## Directive
Report how many lines in the material below contain the string "cloud", with case counting, and reply with the number alone.

▼

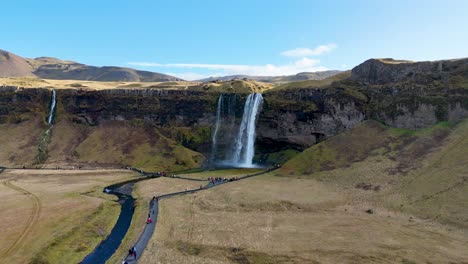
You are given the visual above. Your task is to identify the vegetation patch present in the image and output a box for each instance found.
[170,241,310,264]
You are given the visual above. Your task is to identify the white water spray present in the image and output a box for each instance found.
[47,90,57,125]
[231,93,263,167]
[211,94,223,161]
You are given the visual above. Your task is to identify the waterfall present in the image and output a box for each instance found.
[47,89,57,125]
[211,94,223,161]
[231,93,263,167]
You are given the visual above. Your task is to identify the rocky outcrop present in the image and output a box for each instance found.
[0,59,468,164]
[58,89,216,127]
[257,89,366,150]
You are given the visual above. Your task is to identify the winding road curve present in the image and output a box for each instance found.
[120,168,277,264]
[0,177,42,257]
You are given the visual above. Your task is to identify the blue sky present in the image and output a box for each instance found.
[0,0,468,79]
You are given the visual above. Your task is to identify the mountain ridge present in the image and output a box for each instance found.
[0,50,183,82]
[197,70,342,83]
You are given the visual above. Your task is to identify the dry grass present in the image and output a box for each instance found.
[141,176,468,263]
[0,170,134,263]
[134,122,468,263]
[0,77,199,90]
[108,178,206,263]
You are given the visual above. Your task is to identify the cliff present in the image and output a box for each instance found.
[0,59,468,168]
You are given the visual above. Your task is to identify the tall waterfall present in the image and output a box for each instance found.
[47,90,57,125]
[211,94,223,162]
[231,93,263,167]
[210,93,263,167]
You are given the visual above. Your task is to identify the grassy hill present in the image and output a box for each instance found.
[199,71,340,83]
[0,50,182,82]
[277,120,468,229]
[189,80,273,93]
[133,120,468,264]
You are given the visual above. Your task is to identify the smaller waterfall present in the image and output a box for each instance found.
[211,94,223,162]
[47,90,57,125]
[231,93,263,167]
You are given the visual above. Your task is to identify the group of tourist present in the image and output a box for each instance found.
[208,177,239,184]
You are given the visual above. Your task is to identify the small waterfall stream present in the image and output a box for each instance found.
[47,89,57,125]
[211,94,223,162]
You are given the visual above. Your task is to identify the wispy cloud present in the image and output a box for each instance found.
[128,57,328,80]
[281,43,337,58]
[128,43,337,80]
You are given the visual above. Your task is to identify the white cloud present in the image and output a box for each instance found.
[128,57,328,80]
[164,72,223,81]
[281,43,337,57]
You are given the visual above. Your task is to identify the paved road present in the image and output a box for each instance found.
[120,168,276,264]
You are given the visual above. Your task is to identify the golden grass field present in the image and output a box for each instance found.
[0,77,200,90]
[132,122,468,263]
[0,170,135,263]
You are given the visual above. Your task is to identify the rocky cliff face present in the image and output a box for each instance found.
[0,59,468,166]
[351,58,468,85]
[257,89,366,150]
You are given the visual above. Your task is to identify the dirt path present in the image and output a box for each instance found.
[0,180,42,257]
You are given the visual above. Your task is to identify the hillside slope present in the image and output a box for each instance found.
[199,70,341,83]
[277,120,468,229]
[0,50,182,82]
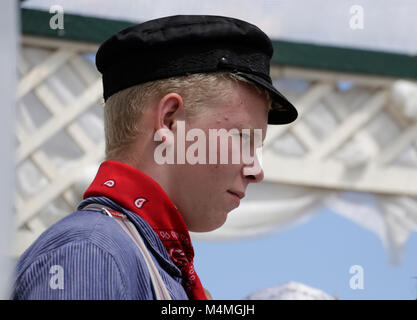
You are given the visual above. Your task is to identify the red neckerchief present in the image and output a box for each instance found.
[83,161,207,300]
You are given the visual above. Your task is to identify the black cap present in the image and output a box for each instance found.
[96,15,297,124]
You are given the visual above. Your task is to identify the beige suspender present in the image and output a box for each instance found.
[84,204,172,300]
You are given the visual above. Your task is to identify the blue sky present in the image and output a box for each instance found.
[193,211,417,300]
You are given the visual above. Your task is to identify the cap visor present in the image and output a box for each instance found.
[235,71,298,124]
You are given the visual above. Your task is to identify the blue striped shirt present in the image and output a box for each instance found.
[12,197,188,300]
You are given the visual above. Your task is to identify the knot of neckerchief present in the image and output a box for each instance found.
[83,161,207,300]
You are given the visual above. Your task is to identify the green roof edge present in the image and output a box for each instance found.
[21,8,417,79]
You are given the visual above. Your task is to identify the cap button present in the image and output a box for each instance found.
[220,57,229,64]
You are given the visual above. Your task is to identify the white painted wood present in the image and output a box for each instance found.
[17,50,75,98]
[17,142,104,227]
[264,83,333,148]
[16,80,102,163]
[308,91,387,160]
[374,124,417,165]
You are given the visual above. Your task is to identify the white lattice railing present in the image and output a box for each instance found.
[15,36,417,255]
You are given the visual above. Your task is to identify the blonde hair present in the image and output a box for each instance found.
[104,71,272,160]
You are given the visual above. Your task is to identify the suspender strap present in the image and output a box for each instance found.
[83,203,171,300]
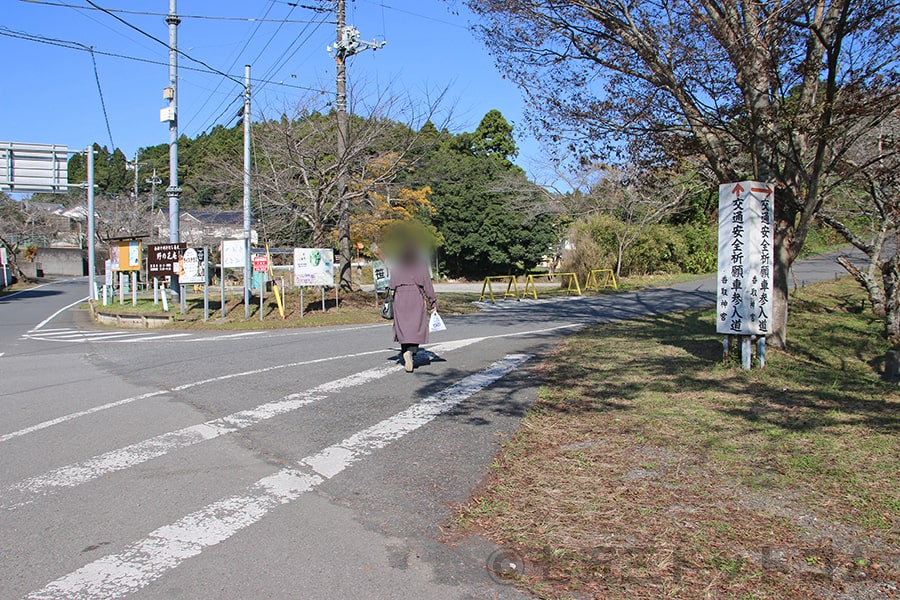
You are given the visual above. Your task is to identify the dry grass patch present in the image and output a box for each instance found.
[85,290,479,330]
[456,280,900,600]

▲

## Exercise answer
2